» **WHAT IS NEEDED**: Copy everything in the swan tag thread from "me and my boy" down to "them this week.", word for word.

# Swan Tags?



## Longgun (Sep 7, 2007)

Anyones tag show up in the mail yet?


----------



## manzquad (Feb 10, 2010)

Mine showed up shortly after the email. My nephew has yet to receive an email or his tag, yet the c.c. has hit.


----------



## drakebob01 (Jun 25, 2008)

me and my boy both drew, his showed up last wednesday. I have not recieved mine yet


----------



## dkhntrdstn (Sep 7, 2007)

i would say you should see them this week.


----------



## Longgun (Sep 7, 2007)

Yep, got the cc hit... so far no email nor tag(s). Not that we're amped for the hunt just yet (That will happen in November) just a curiousity for now.

Good luck y'all that have tags...


----------



## wyogoob (Sep 7, 2007)

» **DATA**:
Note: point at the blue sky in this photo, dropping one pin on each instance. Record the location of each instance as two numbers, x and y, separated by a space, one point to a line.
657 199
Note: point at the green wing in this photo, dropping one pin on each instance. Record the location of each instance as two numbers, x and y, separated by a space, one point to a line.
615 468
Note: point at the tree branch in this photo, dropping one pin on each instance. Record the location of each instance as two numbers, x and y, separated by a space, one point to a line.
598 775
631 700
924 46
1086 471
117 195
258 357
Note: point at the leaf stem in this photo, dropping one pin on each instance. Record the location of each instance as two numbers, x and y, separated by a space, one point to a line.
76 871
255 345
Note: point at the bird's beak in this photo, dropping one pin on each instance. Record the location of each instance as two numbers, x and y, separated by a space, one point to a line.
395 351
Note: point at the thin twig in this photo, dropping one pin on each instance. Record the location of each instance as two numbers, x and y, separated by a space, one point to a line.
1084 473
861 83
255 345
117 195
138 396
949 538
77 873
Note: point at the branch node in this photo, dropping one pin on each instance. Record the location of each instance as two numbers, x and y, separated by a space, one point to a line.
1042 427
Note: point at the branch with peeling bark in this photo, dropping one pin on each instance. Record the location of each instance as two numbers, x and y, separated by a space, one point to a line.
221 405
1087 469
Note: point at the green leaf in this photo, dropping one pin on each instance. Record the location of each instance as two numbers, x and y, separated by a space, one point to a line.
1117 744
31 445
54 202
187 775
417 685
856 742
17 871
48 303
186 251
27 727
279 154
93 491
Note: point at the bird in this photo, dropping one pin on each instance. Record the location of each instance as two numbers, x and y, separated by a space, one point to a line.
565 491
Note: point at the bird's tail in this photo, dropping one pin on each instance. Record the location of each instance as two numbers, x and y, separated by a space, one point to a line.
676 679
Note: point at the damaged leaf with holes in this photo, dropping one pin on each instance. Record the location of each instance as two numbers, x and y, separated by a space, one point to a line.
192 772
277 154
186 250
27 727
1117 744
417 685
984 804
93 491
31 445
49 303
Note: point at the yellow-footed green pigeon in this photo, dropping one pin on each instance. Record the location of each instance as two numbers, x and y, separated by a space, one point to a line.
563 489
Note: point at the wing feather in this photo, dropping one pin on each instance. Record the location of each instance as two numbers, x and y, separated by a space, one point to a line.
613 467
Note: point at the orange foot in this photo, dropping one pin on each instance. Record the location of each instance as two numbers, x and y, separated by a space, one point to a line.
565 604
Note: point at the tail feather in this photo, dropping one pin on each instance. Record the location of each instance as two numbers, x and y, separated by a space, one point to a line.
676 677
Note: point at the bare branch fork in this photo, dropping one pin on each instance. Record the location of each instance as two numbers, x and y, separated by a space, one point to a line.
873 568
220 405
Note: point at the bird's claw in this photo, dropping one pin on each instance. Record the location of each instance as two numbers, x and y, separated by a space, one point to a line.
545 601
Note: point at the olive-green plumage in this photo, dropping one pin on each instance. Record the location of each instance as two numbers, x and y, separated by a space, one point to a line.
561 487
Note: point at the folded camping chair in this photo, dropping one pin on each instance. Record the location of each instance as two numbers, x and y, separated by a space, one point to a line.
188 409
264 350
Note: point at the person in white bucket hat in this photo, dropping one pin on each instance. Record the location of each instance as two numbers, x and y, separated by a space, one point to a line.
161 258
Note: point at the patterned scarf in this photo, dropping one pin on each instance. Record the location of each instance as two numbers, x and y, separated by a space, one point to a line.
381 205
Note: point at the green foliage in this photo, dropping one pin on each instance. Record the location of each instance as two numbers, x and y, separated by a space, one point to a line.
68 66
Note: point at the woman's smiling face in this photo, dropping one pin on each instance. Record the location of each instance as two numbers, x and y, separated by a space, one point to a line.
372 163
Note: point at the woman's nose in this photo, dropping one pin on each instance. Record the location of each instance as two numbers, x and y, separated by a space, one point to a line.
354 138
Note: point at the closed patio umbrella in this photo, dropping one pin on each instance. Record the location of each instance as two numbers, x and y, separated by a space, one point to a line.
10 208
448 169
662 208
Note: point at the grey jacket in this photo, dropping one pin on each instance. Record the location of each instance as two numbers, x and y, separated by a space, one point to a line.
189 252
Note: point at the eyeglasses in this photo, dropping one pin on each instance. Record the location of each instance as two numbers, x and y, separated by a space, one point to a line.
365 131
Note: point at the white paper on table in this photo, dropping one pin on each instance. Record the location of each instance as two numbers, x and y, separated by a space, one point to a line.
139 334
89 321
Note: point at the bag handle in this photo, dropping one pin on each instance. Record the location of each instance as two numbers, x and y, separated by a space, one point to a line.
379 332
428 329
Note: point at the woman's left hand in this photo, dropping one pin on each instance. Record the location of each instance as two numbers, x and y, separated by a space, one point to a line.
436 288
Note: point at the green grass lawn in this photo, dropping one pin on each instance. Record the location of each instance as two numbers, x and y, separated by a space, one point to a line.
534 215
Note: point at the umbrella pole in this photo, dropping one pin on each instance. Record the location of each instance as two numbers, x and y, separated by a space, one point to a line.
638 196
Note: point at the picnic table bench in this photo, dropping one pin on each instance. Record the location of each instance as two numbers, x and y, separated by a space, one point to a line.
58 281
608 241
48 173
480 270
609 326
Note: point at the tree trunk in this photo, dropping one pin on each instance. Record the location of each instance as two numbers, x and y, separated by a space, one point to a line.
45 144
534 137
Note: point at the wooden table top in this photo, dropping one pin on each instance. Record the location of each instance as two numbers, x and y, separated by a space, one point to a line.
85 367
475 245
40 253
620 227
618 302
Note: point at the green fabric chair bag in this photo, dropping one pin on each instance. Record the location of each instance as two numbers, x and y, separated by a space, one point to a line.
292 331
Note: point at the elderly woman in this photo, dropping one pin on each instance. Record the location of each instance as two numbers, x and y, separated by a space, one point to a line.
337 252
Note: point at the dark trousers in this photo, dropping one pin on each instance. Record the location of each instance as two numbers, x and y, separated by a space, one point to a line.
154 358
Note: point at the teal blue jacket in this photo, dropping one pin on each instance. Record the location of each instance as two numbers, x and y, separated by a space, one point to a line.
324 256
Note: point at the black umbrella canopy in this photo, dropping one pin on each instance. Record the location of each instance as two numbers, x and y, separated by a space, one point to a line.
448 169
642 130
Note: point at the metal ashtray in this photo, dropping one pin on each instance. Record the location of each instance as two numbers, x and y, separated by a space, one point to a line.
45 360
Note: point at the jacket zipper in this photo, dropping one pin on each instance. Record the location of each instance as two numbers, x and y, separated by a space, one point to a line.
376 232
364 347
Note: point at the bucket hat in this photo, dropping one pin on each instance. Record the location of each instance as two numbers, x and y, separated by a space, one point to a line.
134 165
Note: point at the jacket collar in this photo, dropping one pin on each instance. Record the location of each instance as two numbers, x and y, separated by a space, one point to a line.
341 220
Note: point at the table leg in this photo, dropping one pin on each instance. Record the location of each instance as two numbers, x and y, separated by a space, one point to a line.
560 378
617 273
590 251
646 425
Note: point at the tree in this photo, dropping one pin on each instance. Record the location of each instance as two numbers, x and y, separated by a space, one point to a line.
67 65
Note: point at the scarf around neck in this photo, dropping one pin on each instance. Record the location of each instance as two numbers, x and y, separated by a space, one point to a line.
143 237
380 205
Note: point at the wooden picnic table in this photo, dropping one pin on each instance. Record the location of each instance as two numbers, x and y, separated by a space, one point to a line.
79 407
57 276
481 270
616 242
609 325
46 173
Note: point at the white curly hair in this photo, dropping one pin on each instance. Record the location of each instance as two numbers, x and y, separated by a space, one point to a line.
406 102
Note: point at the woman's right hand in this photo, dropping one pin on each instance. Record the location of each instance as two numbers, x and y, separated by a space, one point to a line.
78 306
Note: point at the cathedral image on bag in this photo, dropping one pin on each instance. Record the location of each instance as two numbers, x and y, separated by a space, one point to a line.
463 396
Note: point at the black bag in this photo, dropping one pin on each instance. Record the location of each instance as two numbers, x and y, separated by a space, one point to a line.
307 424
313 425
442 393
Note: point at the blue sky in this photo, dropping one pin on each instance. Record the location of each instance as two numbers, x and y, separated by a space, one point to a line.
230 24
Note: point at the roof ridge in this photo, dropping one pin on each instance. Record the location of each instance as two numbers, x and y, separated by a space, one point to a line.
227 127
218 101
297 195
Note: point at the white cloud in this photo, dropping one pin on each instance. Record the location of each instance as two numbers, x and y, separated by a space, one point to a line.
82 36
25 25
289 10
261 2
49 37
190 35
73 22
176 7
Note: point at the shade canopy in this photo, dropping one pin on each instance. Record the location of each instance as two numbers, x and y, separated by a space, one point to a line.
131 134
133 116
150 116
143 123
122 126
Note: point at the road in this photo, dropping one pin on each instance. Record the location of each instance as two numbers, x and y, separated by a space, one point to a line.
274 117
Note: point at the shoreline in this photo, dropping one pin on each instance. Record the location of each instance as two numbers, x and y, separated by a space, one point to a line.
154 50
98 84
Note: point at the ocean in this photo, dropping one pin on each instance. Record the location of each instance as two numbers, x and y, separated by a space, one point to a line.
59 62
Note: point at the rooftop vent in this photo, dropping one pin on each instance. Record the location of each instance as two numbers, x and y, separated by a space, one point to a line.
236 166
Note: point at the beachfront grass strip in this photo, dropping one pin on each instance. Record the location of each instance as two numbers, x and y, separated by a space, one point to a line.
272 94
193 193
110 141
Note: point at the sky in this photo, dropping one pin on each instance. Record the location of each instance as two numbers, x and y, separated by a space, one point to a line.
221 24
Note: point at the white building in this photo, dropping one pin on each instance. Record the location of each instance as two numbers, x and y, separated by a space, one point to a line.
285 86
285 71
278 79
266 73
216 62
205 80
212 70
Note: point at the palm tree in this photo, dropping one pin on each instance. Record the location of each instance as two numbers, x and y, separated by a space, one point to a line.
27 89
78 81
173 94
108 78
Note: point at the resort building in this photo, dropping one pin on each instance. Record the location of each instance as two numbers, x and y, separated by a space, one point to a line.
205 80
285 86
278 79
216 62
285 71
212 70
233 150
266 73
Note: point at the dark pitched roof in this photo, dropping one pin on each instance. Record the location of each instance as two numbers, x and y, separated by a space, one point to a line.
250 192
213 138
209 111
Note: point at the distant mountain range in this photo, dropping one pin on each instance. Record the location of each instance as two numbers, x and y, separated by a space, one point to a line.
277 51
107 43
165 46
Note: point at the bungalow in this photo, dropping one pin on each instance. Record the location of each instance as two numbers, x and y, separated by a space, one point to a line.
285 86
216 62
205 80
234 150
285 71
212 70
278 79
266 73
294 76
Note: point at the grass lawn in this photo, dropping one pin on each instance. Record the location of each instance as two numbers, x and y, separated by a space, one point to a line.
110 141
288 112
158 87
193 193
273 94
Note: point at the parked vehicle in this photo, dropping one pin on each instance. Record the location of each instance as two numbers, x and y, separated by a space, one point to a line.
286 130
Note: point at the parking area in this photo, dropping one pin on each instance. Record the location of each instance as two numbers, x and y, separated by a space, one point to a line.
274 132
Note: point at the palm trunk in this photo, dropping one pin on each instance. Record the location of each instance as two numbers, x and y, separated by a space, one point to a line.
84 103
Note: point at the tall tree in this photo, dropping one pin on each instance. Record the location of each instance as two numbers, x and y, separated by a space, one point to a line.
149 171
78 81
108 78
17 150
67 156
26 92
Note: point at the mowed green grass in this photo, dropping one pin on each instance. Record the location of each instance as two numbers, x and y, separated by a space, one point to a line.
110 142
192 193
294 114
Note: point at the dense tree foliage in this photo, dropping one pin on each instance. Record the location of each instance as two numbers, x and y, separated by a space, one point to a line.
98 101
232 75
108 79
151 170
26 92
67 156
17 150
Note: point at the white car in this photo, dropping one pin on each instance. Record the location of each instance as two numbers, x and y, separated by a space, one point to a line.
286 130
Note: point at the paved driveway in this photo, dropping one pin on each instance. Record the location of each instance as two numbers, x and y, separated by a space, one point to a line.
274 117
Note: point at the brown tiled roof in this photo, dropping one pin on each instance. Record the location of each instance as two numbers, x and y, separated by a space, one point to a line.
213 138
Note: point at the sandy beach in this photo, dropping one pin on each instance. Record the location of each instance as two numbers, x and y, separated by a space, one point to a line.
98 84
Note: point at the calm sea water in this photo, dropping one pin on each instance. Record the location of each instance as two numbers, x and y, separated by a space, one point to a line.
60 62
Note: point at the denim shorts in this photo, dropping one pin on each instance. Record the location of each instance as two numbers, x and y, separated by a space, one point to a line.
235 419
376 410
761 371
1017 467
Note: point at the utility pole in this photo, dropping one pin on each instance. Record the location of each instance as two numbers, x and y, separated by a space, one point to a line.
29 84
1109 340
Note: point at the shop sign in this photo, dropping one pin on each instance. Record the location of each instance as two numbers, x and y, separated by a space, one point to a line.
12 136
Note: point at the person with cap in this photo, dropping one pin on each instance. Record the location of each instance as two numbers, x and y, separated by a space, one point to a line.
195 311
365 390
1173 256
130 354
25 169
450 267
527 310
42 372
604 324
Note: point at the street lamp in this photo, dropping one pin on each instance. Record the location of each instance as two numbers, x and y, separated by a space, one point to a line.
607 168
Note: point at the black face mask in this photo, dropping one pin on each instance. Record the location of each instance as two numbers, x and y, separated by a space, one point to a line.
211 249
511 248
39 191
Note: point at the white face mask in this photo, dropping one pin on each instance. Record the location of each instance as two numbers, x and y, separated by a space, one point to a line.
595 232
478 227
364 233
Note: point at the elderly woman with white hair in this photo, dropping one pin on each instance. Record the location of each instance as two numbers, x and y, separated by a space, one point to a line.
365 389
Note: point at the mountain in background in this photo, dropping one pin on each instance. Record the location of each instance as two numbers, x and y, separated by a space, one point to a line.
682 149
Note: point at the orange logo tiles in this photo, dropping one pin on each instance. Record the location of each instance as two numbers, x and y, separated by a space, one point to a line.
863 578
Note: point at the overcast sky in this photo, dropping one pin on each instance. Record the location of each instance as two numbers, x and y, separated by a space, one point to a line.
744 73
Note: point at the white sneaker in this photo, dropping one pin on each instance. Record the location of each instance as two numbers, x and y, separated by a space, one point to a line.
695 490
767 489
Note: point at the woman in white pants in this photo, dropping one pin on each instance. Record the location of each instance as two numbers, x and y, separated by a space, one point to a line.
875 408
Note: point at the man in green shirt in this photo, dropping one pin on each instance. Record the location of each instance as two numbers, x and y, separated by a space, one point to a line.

» **SOLUTION**:
me and my boy both drew, his showed up last wednesday. I have not recieved mine yet


----------



## dkhntrdstn (Sep 7, 2007)

i would say you should see them this week.